Each entry has to be set down again with no alteration.

## Task inputs
•••••
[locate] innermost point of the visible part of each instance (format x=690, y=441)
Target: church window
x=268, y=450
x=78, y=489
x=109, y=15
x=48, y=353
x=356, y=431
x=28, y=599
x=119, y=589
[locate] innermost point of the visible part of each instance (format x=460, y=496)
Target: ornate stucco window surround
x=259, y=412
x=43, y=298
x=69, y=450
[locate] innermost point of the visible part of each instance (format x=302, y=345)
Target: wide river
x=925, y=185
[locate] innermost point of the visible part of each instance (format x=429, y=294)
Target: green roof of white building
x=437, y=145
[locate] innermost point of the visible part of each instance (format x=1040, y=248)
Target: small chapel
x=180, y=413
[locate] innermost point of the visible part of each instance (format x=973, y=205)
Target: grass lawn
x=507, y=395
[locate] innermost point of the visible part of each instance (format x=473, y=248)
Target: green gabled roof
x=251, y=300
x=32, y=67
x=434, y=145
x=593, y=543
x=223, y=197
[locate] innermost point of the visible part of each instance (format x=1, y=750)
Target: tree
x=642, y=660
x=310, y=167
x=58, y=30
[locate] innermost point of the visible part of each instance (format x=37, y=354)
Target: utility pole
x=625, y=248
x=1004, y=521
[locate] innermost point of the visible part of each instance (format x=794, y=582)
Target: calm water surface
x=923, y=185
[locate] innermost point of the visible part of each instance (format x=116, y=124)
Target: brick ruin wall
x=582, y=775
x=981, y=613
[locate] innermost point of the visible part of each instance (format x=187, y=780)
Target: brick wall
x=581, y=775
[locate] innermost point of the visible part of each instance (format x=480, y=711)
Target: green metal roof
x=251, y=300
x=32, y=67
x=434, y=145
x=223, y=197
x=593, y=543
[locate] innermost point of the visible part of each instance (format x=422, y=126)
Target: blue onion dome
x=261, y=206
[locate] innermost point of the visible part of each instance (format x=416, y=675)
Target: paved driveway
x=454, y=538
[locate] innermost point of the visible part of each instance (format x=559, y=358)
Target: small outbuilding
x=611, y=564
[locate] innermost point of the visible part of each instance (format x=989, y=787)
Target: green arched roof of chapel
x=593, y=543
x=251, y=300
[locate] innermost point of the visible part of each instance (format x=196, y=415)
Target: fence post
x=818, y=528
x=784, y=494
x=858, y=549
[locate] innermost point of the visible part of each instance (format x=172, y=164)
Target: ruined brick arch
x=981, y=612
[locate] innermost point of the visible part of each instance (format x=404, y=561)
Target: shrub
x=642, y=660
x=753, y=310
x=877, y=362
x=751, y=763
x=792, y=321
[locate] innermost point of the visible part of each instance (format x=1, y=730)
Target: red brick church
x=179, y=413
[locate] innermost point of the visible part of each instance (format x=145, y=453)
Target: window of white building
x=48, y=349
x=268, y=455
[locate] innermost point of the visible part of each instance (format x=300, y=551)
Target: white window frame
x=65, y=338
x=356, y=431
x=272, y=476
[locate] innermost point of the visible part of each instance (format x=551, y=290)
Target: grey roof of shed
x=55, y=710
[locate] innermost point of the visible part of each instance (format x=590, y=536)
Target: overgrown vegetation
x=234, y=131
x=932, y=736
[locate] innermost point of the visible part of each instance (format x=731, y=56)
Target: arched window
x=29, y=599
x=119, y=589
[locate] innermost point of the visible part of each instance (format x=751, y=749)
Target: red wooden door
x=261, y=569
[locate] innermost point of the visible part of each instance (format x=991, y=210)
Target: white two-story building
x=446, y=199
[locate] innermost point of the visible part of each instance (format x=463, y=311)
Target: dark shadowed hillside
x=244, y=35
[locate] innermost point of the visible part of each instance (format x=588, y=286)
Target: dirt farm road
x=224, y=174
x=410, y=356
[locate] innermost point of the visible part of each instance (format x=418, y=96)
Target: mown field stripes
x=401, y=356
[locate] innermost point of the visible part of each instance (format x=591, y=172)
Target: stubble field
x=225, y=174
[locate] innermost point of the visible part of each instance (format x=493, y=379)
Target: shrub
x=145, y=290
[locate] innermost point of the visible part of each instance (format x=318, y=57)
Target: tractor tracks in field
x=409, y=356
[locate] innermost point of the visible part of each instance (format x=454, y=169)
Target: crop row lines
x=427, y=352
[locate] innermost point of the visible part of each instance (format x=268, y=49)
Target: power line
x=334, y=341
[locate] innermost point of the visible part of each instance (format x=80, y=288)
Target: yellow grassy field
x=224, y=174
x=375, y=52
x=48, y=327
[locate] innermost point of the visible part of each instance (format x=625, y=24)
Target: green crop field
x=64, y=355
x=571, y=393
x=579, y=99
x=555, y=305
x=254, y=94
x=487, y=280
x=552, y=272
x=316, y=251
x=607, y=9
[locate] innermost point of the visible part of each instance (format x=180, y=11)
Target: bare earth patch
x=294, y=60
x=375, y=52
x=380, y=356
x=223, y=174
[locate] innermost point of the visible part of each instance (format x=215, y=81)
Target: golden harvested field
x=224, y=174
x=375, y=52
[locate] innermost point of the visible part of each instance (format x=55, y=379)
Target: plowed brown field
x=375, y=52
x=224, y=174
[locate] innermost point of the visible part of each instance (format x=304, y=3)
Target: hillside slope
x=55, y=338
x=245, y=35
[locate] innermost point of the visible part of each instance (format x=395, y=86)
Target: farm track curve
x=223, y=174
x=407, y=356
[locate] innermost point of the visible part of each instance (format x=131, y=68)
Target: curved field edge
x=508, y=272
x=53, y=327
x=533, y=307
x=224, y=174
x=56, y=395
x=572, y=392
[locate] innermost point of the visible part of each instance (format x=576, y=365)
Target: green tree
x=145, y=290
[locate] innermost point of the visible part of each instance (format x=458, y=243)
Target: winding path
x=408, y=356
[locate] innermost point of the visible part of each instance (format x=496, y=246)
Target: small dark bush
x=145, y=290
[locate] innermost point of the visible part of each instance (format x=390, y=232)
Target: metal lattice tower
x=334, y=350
•••••
## Solved exercise
[locate] innermost point of the visible part of each instance (format x=690, y=441)
Target: church window
x=268, y=450
x=78, y=489
x=109, y=15
x=48, y=353
x=356, y=431
x=28, y=599
x=119, y=589
[locate] innermost point of the visible part of each instance (format x=460, y=496)
Target: ornate stucco window surround
x=259, y=412
x=43, y=298
x=69, y=450
[locate] innermost point of the visible part of each instance (format x=302, y=345)
Target: wide river
x=925, y=185
[locate] innermost point of the visible part of each instance (format x=429, y=294)
Target: green roof of white building
x=437, y=145
[locate] innermost point of the visible part of each instance (format x=1040, y=248)
Target: small chapel
x=180, y=413
[locate] innermost point of the visible part of each instance (format x=973, y=205)
Target: grass lawn
x=507, y=395
[locate] innermost point of the visible part of each instance (format x=473, y=248)
Target: green gabled roof
x=251, y=300
x=32, y=67
x=434, y=145
x=593, y=543
x=223, y=197
[locate] innermost point of the visible part of each instance (format x=1, y=750)
Target: tree
x=642, y=660
x=310, y=167
x=58, y=30
[locate] innermost point of the visible part of each instance (format x=37, y=354)
Target: utility pole
x=625, y=248
x=1004, y=521
[locate] innermost point of the visible part of each instance (format x=794, y=582)
Target: calm water surface
x=923, y=185
[locate] innermost point of the visible part of each instance (format x=116, y=124)
Target: brick ruin wall
x=582, y=775
x=981, y=613
[locate] innermost point of the visible part of each instance (format x=187, y=780)
Target: brick wall
x=581, y=775
[locate] innermost point of the visible part of each instance (format x=480, y=711)
Target: green metal roof
x=251, y=300
x=32, y=67
x=434, y=145
x=223, y=197
x=593, y=543
[locate] innermost point of the visible part of each instance (format x=422, y=126)
Target: blue onion dome
x=261, y=206
[locate] innermost point of the visible part of each instance (format x=416, y=675)
Target: paved driveway
x=454, y=538
[locate] innermost point of the visible part of each instance (format x=559, y=358)
Target: small outbuilding
x=611, y=564
[locate] innermost point of the visible part of each instance (format x=989, y=787)
Target: green arched roof of chapel
x=593, y=543
x=251, y=300
[locate] innermost point of the visible part of each instance (format x=196, y=415)
Target: fence post
x=818, y=528
x=784, y=494
x=858, y=549
[locate] innermost point of the visible part of each instance (format x=172, y=164)
Target: ruined brick arch
x=981, y=612
[locate] innermost point of the visible part of each instance (format x=404, y=561)
Target: shrub
x=642, y=660
x=753, y=310
x=877, y=362
x=751, y=763
x=792, y=321
[locate] innermost point of the visible part of each instance (format x=1, y=730)
Target: red brick church
x=179, y=413
[locate] innermost point of the visible part of each instance (format x=145, y=453)
Target: window of white building
x=48, y=349
x=268, y=455
[locate] innermost point of the visible part of each instance (format x=300, y=551)
Target: white window frame
x=65, y=338
x=356, y=431
x=272, y=476
[locate] innermost point of the visible part of each instance (format x=551, y=290)
Target: grey roof of shed
x=55, y=710
[locate] innermost point of the visible part of each instance (format x=590, y=536)
Target: overgrown vegetation
x=234, y=131
x=932, y=736
[locate] innermost point of the visible part of each instance (format x=731, y=56)
Target: arched window
x=29, y=599
x=119, y=589
[locate] innermost point of the visible part of each instance (format x=751, y=749)
Target: red wooden door
x=261, y=569
[locate] innermost point of the visible part of each instance (format x=991, y=210)
Target: white two-story building
x=446, y=199
[locate] innermost point of the visible part of each instance (format x=463, y=311)
Target: dark shadowed hillside
x=244, y=35
[locate] innermost point of the visible part of each instance (format x=588, y=286)
Target: dirt farm road
x=224, y=174
x=410, y=356
[locate] innermost point of the visible part of each instance (format x=418, y=96)
Target: mown field stripes
x=401, y=356
[locate] innermost point of the visible part of each instance (format x=591, y=172)
Target: stubble field
x=225, y=174
[locate] innermost point of the visible part of each instance (format x=493, y=379)
Target: shrub
x=145, y=290
[locate] innermost point of the visible part of each instance (format x=318, y=57)
Target: tractor tracks in field
x=409, y=356
[locate] innermost point of the visible part of each instance (format x=454, y=169)
Target: crop row lines
x=427, y=352
[locate] innermost point of the visible part of each instance (format x=268, y=49)
Target: power line
x=334, y=341
[locate] innermost point of the visible part of each instance (format x=80, y=288)
Target: yellow grassy field
x=224, y=174
x=375, y=52
x=48, y=327
[locate] innermost point of the visible part of each instance (format x=625, y=24)
Target: green crop field
x=64, y=355
x=571, y=393
x=579, y=99
x=555, y=305
x=254, y=94
x=487, y=280
x=552, y=272
x=316, y=251
x=607, y=9
[locate] innermost point of the visible part of each instance (format x=180, y=11)
Target: bare earth patch
x=294, y=60
x=375, y=52
x=380, y=356
x=223, y=174
[locate] innermost point of the visible part of each instance (format x=215, y=81)
Target: golden harvested field
x=224, y=174
x=375, y=52
[locate] innermost point of the visible part of each instance (format x=55, y=379)
Target: plowed brown field
x=375, y=52
x=224, y=174
[locate] innermost point of the visible part of each instance (format x=304, y=3)
Target: hillside slope
x=55, y=338
x=245, y=35
[locate] innermost point of the visible part of each instance (format x=395, y=86)
Target: farm track curve
x=223, y=174
x=407, y=356
[locate] innermost point of the visible part of each instance (format x=131, y=68)
Target: curved field edge
x=508, y=272
x=53, y=327
x=533, y=307
x=224, y=174
x=56, y=395
x=572, y=392
[locate] innermost point of the visible part of each instance (format x=576, y=365)
Target: green tree
x=145, y=290
[locate] innermost point of the visible part of each instance (format x=458, y=243)
Target: winding path
x=408, y=356
[locate] innermost point of the visible part of each instance (format x=496, y=246)
Target: small dark bush
x=145, y=290
[locate] innermost point of the visible part of each instance (format x=390, y=232)
Target: metal lattice tower
x=334, y=350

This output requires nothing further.